■ **WHAT TO DO**
Retype the listing that follows, exactly as written.

○ ○ ○ ○

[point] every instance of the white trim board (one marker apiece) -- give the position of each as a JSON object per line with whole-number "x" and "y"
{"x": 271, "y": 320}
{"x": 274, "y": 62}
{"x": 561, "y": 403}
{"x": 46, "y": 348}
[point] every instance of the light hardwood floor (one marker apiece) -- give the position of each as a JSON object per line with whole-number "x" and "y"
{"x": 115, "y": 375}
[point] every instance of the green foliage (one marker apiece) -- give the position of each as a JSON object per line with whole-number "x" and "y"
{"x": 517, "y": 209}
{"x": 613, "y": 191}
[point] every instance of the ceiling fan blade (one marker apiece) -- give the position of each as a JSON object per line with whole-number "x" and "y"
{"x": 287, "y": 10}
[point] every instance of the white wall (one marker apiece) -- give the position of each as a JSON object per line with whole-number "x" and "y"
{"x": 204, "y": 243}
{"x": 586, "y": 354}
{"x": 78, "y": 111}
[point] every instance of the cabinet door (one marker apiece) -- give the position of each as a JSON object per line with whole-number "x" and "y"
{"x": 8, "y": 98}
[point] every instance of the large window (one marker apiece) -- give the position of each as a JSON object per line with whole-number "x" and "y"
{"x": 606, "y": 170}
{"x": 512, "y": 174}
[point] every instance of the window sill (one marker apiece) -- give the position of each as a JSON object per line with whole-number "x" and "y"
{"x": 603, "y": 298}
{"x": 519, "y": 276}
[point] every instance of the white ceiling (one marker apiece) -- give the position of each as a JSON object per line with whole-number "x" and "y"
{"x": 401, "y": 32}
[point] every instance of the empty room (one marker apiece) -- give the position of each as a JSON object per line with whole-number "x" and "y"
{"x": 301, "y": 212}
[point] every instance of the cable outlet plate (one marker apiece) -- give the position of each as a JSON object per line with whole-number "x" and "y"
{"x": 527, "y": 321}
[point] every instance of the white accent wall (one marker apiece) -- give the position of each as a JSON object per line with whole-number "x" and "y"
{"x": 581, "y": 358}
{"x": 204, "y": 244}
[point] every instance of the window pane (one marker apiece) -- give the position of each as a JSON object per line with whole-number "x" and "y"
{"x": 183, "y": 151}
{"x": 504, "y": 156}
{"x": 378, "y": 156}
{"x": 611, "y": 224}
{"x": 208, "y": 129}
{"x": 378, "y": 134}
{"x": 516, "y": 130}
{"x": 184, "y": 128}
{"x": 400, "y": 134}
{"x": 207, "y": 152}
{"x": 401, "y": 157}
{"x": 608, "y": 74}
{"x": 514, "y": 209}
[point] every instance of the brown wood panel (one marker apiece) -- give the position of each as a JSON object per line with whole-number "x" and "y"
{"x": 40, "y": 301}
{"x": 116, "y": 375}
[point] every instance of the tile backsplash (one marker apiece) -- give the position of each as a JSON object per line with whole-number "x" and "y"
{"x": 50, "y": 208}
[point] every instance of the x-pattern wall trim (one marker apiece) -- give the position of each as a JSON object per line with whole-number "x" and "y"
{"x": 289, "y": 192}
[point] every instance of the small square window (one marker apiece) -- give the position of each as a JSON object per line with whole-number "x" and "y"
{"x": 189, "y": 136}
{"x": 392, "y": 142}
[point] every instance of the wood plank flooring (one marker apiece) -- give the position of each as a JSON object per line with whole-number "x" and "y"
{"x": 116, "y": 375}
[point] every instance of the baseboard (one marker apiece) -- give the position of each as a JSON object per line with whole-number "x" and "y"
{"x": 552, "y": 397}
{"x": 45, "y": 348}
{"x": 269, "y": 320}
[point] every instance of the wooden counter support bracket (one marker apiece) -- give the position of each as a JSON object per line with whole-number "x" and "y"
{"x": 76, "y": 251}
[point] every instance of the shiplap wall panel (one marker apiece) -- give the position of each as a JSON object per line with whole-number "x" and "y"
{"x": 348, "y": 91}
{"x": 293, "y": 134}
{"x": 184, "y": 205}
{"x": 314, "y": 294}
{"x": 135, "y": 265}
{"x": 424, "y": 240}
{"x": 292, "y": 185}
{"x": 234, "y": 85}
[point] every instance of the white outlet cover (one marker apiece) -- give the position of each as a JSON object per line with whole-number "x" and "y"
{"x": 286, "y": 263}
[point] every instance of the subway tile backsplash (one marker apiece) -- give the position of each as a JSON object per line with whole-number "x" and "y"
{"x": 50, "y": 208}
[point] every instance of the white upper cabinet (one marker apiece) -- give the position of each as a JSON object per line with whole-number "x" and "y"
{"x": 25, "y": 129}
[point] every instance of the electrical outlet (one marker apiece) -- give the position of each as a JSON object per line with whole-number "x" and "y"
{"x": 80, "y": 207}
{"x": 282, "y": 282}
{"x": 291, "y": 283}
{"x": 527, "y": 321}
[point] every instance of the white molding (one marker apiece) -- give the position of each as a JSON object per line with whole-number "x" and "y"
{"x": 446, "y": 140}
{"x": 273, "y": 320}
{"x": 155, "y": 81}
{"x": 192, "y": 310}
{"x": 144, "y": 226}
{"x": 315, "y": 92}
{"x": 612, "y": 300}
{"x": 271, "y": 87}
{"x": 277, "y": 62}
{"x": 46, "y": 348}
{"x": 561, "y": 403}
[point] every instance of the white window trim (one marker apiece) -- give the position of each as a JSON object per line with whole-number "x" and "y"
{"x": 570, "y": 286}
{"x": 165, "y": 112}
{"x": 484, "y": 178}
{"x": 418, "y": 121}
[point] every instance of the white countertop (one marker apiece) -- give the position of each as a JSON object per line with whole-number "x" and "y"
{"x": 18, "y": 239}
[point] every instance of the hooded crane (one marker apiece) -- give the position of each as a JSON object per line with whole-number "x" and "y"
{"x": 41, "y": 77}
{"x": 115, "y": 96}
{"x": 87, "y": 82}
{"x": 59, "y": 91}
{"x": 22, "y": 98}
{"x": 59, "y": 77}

○ ○ ○ ○

■ **COMPLETE ANSWER**
[point] every instance of the white trim board (one marker apiece) -- give the position of each as a JSON object per line with whole-number "x" and "y"
{"x": 271, "y": 320}
{"x": 274, "y": 62}
{"x": 561, "y": 403}
{"x": 46, "y": 348}
[point] every instance of the light hardwood floor (one marker apiece) -- give the position of each as a JSON object per line with whole-number "x" and "y"
{"x": 115, "y": 375}
[point] every instance of the green foliage (one marker apiece) -- give the position of each as a JSON object per line with whole-number "x" and "y"
{"x": 517, "y": 209}
{"x": 613, "y": 191}
[point] every instance of the ceiling fan blade (one marker apiece) -- give the position of each as a JSON object per line with whole-number "x" and "y"
{"x": 287, "y": 10}
[point] every instance of the white wall (one marker apiece) -- give the position of each as a JSON object per line with whole-number "x" and "y"
{"x": 204, "y": 243}
{"x": 586, "y": 354}
{"x": 78, "y": 111}
[point] every instance of the cabinet door (one marker apiece) -- give the position of each as a JSON object per line with whole-number "x" and "y"
{"x": 8, "y": 98}
[point] every instance of the large window (one marker apiece) -- give the position of each as a JSON object per line with whole-number "x" and "y"
{"x": 606, "y": 170}
{"x": 512, "y": 174}
[point] every instance of the window sill (one marker apiece) -- give the position of each as a JSON object per line with whole-number "x" and "y"
{"x": 603, "y": 298}
{"x": 519, "y": 276}
[point] every instance of the white ceiling (one marker apiece) -- give the position of each as a JSON object per line with whole-number "x" and "y"
{"x": 401, "y": 32}
[point] every instance of the empty room (one marker apiece) -- give the position of each as a JSON object per line with whole-number "x" and "y"
{"x": 301, "y": 212}
[point] every instance of the cable outlet plate (one marker apiece) -- give the position of each as a JSON object per line with whole-number "x" and "y"
{"x": 527, "y": 321}
[point] every instance of the white accent wall (one marker apiece) -- give the position of each as a JSON object per line with whole-number "x" and "y"
{"x": 581, "y": 358}
{"x": 204, "y": 244}
[point] every instance of the window pane (one marker apiece) -- give the position of each as a JSON object per line with whole-number "x" and "y"
{"x": 183, "y": 151}
{"x": 504, "y": 156}
{"x": 378, "y": 156}
{"x": 611, "y": 224}
{"x": 208, "y": 129}
{"x": 378, "y": 134}
{"x": 516, "y": 130}
{"x": 184, "y": 128}
{"x": 400, "y": 134}
{"x": 207, "y": 152}
{"x": 401, "y": 157}
{"x": 608, "y": 74}
{"x": 514, "y": 209}
[point] every instance of the brown wood panel (one marker apiece) -- give the position of each as a JSON object per line with whole-number "x" and "y"
{"x": 40, "y": 301}
{"x": 116, "y": 375}
[point] every instance of the tile backsplash (one marker apiece) -- give the position of each as a JSON object per line with whole-number "x" and "y"
{"x": 50, "y": 208}
[point] every instance of the x-pattern wall trim (one marker apiece) -- give the position of each as a JSON object per line with whole-number "x" and "y"
{"x": 289, "y": 192}
[point] every instance of the small square window (one marker apiece) -- give the position of each as a JSON object per line with whole-number "x" and "y"
{"x": 189, "y": 136}
{"x": 392, "y": 142}
[point] every instance of the wood plank flooring (one marker apiece) -- give the position of each as a JSON object per line with whole-number "x" and "y"
{"x": 116, "y": 375}
[point] every instance of the baseboard (one marker apiece) -- give the position of each as a JSON object per line with whole-number "x" and "y"
{"x": 552, "y": 397}
{"x": 45, "y": 348}
{"x": 269, "y": 320}
[point] every instance of the wooden counter support bracket (one marker apiece) -- give the position of each as a JSON object per line with whole-number "x" and "y"
{"x": 76, "y": 251}
[point] every instance of the shiplap wall panel (one marker apiece) -- give the position of each as a JSON object per line with whole-number "x" and "y"
{"x": 348, "y": 91}
{"x": 293, "y": 134}
{"x": 184, "y": 205}
{"x": 314, "y": 294}
{"x": 135, "y": 265}
{"x": 424, "y": 240}
{"x": 292, "y": 185}
{"x": 234, "y": 85}
[point] every instance of the white outlet cover (one marker apiece) -- give the position of each as a JSON object per line with whole-number "x" and "y"
{"x": 286, "y": 263}
[point] every instance of the subway tile backsplash (one marker apiece) -- give the position of each as a JSON object per line with whole-number "x" and "y"
{"x": 50, "y": 208}
[point] every instance of the white upper cabinet (one marker apiece) -- give the position of each as a JSON object per line with whole-number "x" and "y"
{"x": 25, "y": 129}
[point] every instance of the electrical outlet (one marker apiece) -- give the position of each as a JSON object per line with whole-number "x" and "y"
{"x": 80, "y": 207}
{"x": 282, "y": 282}
{"x": 291, "y": 283}
{"x": 527, "y": 321}
[point] every instance of the white molding (one marker apiece) -- give the position of each as a JSON object per line with whole-number "x" and "y"
{"x": 446, "y": 140}
{"x": 273, "y": 320}
{"x": 155, "y": 81}
{"x": 192, "y": 310}
{"x": 144, "y": 226}
{"x": 315, "y": 92}
{"x": 612, "y": 300}
{"x": 271, "y": 87}
{"x": 277, "y": 62}
{"x": 46, "y": 348}
{"x": 561, "y": 403}
[point] every instance of the white window trim (one marker apiece) -- give the position of each as a JSON object per line with whole-number "x" and "y"
{"x": 570, "y": 286}
{"x": 165, "y": 112}
{"x": 484, "y": 178}
{"x": 418, "y": 121}
[point] every instance of the white countertop (one marker apiece) -- give the position of each as a JSON object per line with whole-number "x" and "y"
{"x": 18, "y": 239}
[point] every instance of the hooded crane (one marker apiece) -- give the position of each as a JSON object per line with whole-number "x" and "y"
{"x": 41, "y": 77}
{"x": 115, "y": 96}
{"x": 87, "y": 82}
{"x": 59, "y": 91}
{"x": 22, "y": 98}
{"x": 59, "y": 77}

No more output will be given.